Texto fornecido ::
__________

Jair Bolsonaro - Reprodução

De acordo com a coluna de Mônica Bergamo, na Folha, o novo imposto sobre movimentações financeiras se chamaria Contribuição Previdenciária e serviria para financiar o INSS. Por outro lado, Guedes estaria estudando eliminar a contribuição patronal para a Previdência, que incide sobre a folha de salário. A reação ao novo tributo, contudo, foi imediata.

“Nossa equipe econômica trabalha para redução de carga tributária, desburocratização e desregulamentações. Chega de impostos é o nosso lema! Somos e faremos diferente. Esse é o Brasil que queremos!”, escreveu Bolsonaro nas redes sociais.

O assanhado vice na chapa de Bolsonaro, o general da reserva do Exército, Hamilton Mourão (PRTB), correu para colocar-se logo contra a proposta de Paulo Guedes, explicitada em encontro com um pequeno grupo reunido pela GPS Investimentos, especialista em gestão de grandes fortunas. “Eu sou a favor da redução de impostos como forma de dar uma alavancada. Agora, o Paulo Guedes está fazendo os estudos dele e a última instância é o Bolsonaro, o Bolsonaro que vai decidir”, disse Mourão.

__________

Registros extraídos ::
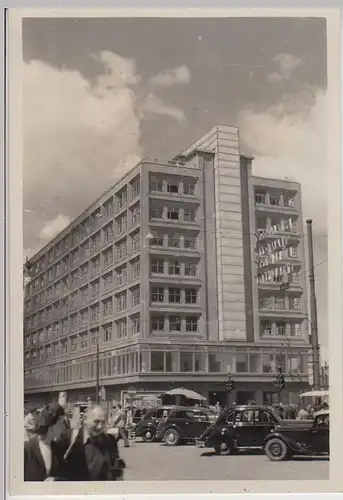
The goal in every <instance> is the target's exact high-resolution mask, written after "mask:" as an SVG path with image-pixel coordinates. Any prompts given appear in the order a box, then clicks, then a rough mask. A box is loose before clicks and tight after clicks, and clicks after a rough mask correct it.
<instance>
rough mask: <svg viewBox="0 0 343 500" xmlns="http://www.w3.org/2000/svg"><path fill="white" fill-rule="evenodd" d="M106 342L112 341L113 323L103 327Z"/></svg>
mask: <svg viewBox="0 0 343 500" xmlns="http://www.w3.org/2000/svg"><path fill="white" fill-rule="evenodd" d="M103 334H104V342H111V340H112V325H106V326H104V327H103Z"/></svg>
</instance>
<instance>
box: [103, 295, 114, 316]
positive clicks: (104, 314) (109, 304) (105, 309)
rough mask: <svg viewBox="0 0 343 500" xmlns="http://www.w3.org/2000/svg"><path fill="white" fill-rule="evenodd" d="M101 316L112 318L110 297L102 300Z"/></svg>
mask: <svg viewBox="0 0 343 500" xmlns="http://www.w3.org/2000/svg"><path fill="white" fill-rule="evenodd" d="M103 314H104V318H108V317H109V316H112V314H113V304H112V297H111V298H109V299H107V300H104V302H103Z"/></svg>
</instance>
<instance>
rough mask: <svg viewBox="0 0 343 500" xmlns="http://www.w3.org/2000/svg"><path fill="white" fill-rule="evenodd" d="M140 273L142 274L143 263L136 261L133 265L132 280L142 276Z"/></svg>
mask: <svg viewBox="0 0 343 500" xmlns="http://www.w3.org/2000/svg"><path fill="white" fill-rule="evenodd" d="M140 272H141V263H140V261H139V260H135V261H134V262H132V264H131V276H132V279H136V278H138V277H139V276H140Z"/></svg>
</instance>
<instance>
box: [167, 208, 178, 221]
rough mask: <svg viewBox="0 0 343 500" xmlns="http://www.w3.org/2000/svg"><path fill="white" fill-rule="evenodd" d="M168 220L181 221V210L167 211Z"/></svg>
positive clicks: (170, 210)
mask: <svg viewBox="0 0 343 500" xmlns="http://www.w3.org/2000/svg"><path fill="white" fill-rule="evenodd" d="M167 219H169V220H179V219H180V210H179V209H178V208H175V207H174V208H168V211H167Z"/></svg>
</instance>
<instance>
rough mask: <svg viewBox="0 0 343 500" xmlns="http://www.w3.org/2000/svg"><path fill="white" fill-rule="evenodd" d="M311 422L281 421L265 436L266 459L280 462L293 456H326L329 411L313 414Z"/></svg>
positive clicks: (327, 433) (328, 421) (328, 443)
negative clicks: (319, 455) (282, 460)
mask: <svg viewBox="0 0 343 500" xmlns="http://www.w3.org/2000/svg"><path fill="white" fill-rule="evenodd" d="M313 416H314V418H313V420H283V421H281V422H280V423H279V424H278V425H277V426H276V427H275V428H274V429H273V430H272V431H271V432H270V434H268V436H266V439H265V442H264V452H265V454H266V455H267V457H268V458H269V459H270V460H272V461H274V462H280V461H282V460H287V459H290V458H292V456H294V455H309V456H313V455H322V454H328V453H329V448H330V439H329V411H328V410H321V411H319V412H317V413H315V414H314V415H313Z"/></svg>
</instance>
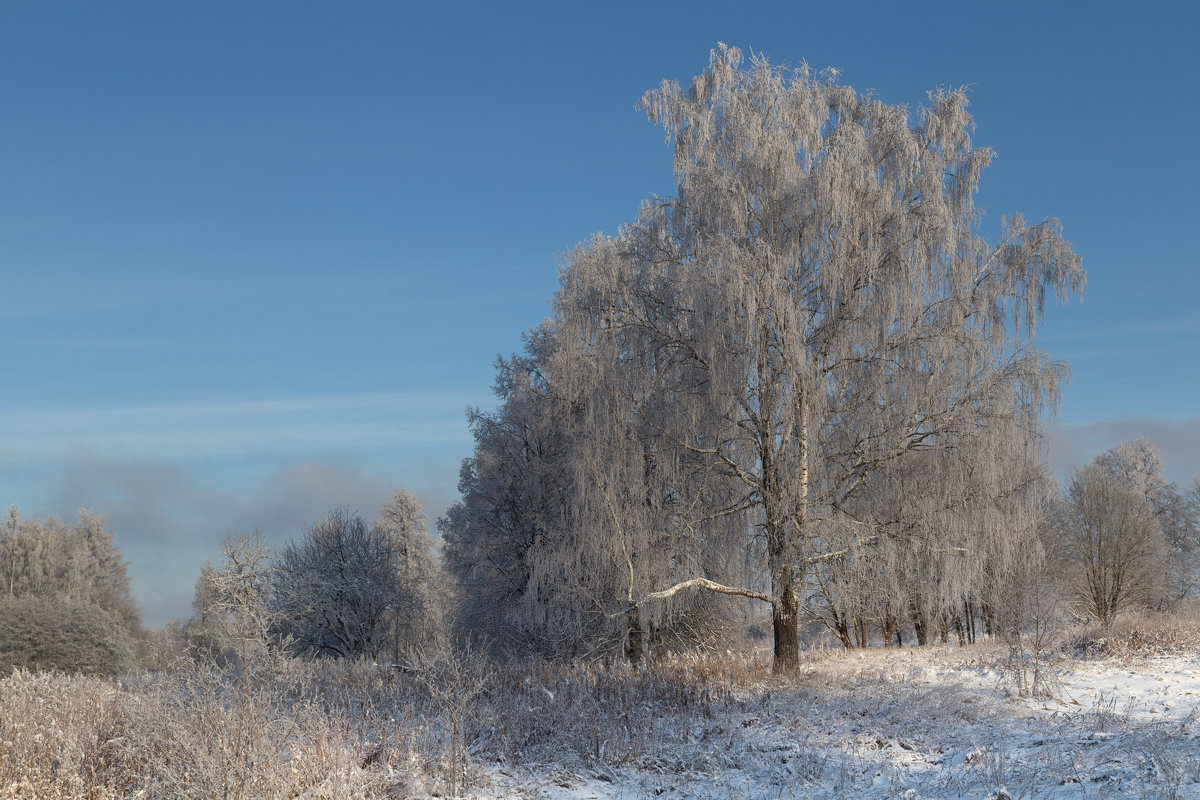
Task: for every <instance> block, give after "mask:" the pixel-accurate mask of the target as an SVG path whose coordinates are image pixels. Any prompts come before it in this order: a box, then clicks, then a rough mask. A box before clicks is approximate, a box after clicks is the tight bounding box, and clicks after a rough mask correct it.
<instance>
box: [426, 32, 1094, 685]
mask: <svg viewBox="0 0 1200 800" xmlns="http://www.w3.org/2000/svg"><path fill="white" fill-rule="evenodd" d="M641 107H642V108H643V109H644V110H646V113H647V115H648V116H649V119H650V121H652V122H655V124H659V125H661V126H662V127H664V128H665V130H666V134H667V138H668V140H671V142H673V144H674V173H676V191H674V193H673V194H671V196H668V197H664V198H654V199H652V200H649V201H647V203H646V204H644V205H643V207H642V212H641V213H640V215H638V216H637V218H636V219H635V221H634V222H631V223H629V224H628V225H625V227H624V228H622V229H620V231H619V233H618V234H617V235H614V236H596V237H594V239H593V240H592V241H589V242H587V243H584V245H582V246H581V247H578V248H577V249H576V251H575V252H572V253H571V254H570V255H569V257H568V259H566V263H565V265H564V266H563V270H562V273H560V283H559V290H558V294H557V295H556V297H554V305H553V308H554V313H553V317H552V318H551V319H550V320H547V321H546V323H545V324H542V325H541V326H540V327H538V329H535V330H534V331H533V332H530V335H529V336H528V337H527V347H526V353H524V354H523V355H521V356H515V357H512V359H510V360H508V361H502V362H500V363H499V365H498V369H497V395H498V397H499V401H500V405H499V408H498V409H497V410H494V411H492V413H482V411H473V413H472V414H470V421H472V427H473V429H474V433H475V443H476V445H475V453H474V456H473V457H472V458H470V459H468V462H467V464H466V465H464V468H463V473H462V479H461V485H460V489H461V492H462V495H463V499H462V501H461V503H460V504H458V505H457V506H455V507H454V509H451V511H450V512H449V513H448V516H446V518H445V521H444V522H443V524H442V535H443V537H444V540H445V557H446V565H448V569H449V570H450V571H451V573H452V575H454V576H455V577H456V578H457V581H458V583H460V585H461V587H462V588H463V591H464V597H463V613H464V614H466V620H467V624H468V625H469V626H472V627H473V628H479V630H485V631H488V632H491V633H492V634H493V636H494V637H497V639H498V640H500V642H508V643H512V644H522V645H526V646H527V648H532V649H534V650H536V651H544V652H580V654H582V652H588V651H602V650H608V651H611V650H613V649H617V650H624V652H625V654H626V655H628V656H629V657H630V658H631V660H635V661H636V660H638V658H641V657H643V656H644V655H646V652H647V648H648V645H654V646H658V645H659V644H668V643H670V642H671V640H673V639H676V638H678V637H680V636H684V637H689V636H690V637H700V638H706V637H709V636H710V634H712V633H713V628H716V630H719V628H721V627H725V626H726V625H727V624H728V622H730V620H731V619H732V615H733V614H734V612H733V608H734V603H739V604H742V606H743V607H744V603H745V602H746V601H752V602H755V603H761V606H760V607H761V608H763V609H766V612H767V614H768V615H769V627H770V638H772V640H773V645H774V655H775V663H776V667H779V668H781V669H786V668H788V667H791V666H792V664H794V663H796V661H797V658H798V655H797V654H798V637H799V630H800V626H802V622H803V620H804V618H808V616H816V618H817V619H820V620H822V621H823V622H826V624H827V625H828V626H829V627H830V628H832V630H833V631H835V632H836V634H838V636H839V638H840V639H841V640H842V642H844V643H846V644H847V645H852V644H865V640H866V638H868V628H869V627H875V626H877V627H878V628H881V630H882V631H883V638H884V640H886V642H893V640H899V638H900V636H901V628H902V627H905V628H908V630H911V631H912V633H913V636H914V637H916V639H917V640H918V642H928V640H932V639H934V638H940V637H944V636H947V634H948V631H949V630H952V628H953V630H955V631H960V630H961V631H962V632H964V634H967V633H966V632H967V631H970V630H972V627H971V626H972V625H973V622H974V620H976V618H977V616H980V615H982V616H983V618H984V619H986V614H988V612H986V609H988V608H990V607H991V606H992V604H994V599H995V594H996V593H997V591H1002V590H1003V587H1004V585H1006V584H1007V582H1008V581H1009V579H1010V576H1012V575H1013V573H1014V571H1016V570H1018V569H1019V566H1020V565H1019V563H1020V560H1021V559H1024V558H1025V555H1026V554H1027V553H1028V552H1030V551H1031V549H1034V548H1036V547H1037V543H1038V531H1039V524H1040V521H1042V515H1040V510H1042V507H1043V505H1044V503H1045V498H1046V497H1048V481H1046V479H1045V475H1044V469H1043V468H1042V465H1040V464H1042V458H1040V434H1039V420H1040V419H1042V415H1043V413H1044V411H1045V410H1048V409H1052V408H1054V405H1055V403H1056V397H1057V391H1058V386H1060V385H1061V381H1062V379H1063V378H1064V375H1066V366H1064V365H1061V363H1056V362H1052V361H1050V360H1049V359H1048V357H1046V356H1045V355H1044V354H1043V353H1042V351H1040V350H1038V349H1037V348H1036V347H1033V345H1032V344H1031V338H1032V335H1033V331H1034V327H1036V324H1037V321H1038V319H1039V318H1040V315H1042V312H1043V303H1044V299H1045V296H1046V295H1048V294H1052V295H1055V296H1058V297H1067V296H1069V295H1070V294H1072V293H1074V291H1078V290H1079V289H1080V288H1081V287H1082V283H1084V271H1082V269H1081V265H1080V259H1079V257H1078V255H1076V254H1075V253H1074V252H1073V251H1072V248H1070V246H1069V245H1068V243H1067V242H1066V241H1064V240H1063V237H1062V235H1061V230H1060V227H1058V223H1057V222H1056V221H1052V219H1050V221H1046V222H1043V223H1039V224H1027V223H1025V221H1024V219H1021V218H1020V217H1019V216H1018V217H1013V218H1010V219H1006V221H1004V223H1003V225H1002V234H1001V241H1000V242H998V243H991V242H989V241H986V240H985V239H984V237H983V236H982V235H980V233H979V218H980V212H979V210H978V209H977V207H976V206H974V203H973V198H974V192H976V187H977V184H978V179H979V175H980V174H982V172H983V169H984V168H985V167H986V166H988V163H989V161H990V160H991V151H989V150H988V149H980V148H974V146H973V145H972V143H971V133H972V128H973V122H972V120H971V116H970V114H968V113H967V110H966V108H967V96H966V92H965V91H962V90H958V91H937V92H932V94H931V95H930V106H929V107H928V108H924V109H920V112H919V114H917V119H916V120H913V119H912V115H911V114H910V112H908V109H906V108H904V107H896V106H888V104H884V103H882V102H880V101H878V100H876V98H875V97H872V96H871V95H870V94H866V95H860V94H858V92H856V91H854V90H853V89H851V88H848V86H844V85H840V84H839V83H838V82H836V74H834V73H830V72H826V73H820V74H817V73H814V72H812V71H810V70H808V68H806V67H800V68H799V70H782V68H779V67H774V66H772V65H770V64H768V62H767V61H766V59H762V58H755V59H752V60H751V64H750V65H749V67H743V66H742V54H740V52H738V50H737V49H736V48H726V47H724V46H722V47H721V48H720V49H718V50H714V53H713V56H712V61H710V64H709V67H708V70H707V71H706V72H704V73H703V74H701V76H698V77H697V78H696V79H695V80H694V82H692V83H691V85H690V86H689V88H686V89H684V88H680V86H679V85H677V84H674V83H672V82H666V83H664V84H662V85H661V86H660V88H659V89H656V90H654V91H650V92H648V94H647V95H646V96H644V97H643V98H642V101H641Z"/></svg>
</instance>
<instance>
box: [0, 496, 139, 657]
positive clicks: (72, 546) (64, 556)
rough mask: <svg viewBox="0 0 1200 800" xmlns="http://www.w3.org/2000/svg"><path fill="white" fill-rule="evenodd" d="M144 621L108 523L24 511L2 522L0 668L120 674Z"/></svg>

__________

Dê continuidade à notícia sobre a proposta de novo imposto de Paulo Guedes, começando logo após a última frase apresentada.

Empresários que engrossaram a campanha do pato da Fiesp, contra a carga tributária brasileira, logo se movimentaram para deixar clara a insatisfação com o anúncio de Guedes. Conselheiro de Bolsonaro, Luiz Antonio Nabhan Garcia, presidente da União Democrática Ruralista, estranhou a proposta o economista liberal. "Deve haver algum desacerto, alguma desinformação, pois tivemos uma reunião com Guedes na tarde de ontem e nada disso foi falado", declarou à Folha, insistindo que Bolsonaro tem se comprometido com a redução de impostos.

Se até então Guedes era tratado como o “guru” de Bolsonaro, que durante entrevistas tem delegado a ele todo o poder de decidir a política econômica do país, agora a situação parece ter mudado. "O presidente é quem sempre decidirá o que é mais oportuno. O papel dele [Guedes] é de indicar alternativas", afirmou o coordenador da campanha de Jair Bolsonaro em São Paulo, Major Olímpio.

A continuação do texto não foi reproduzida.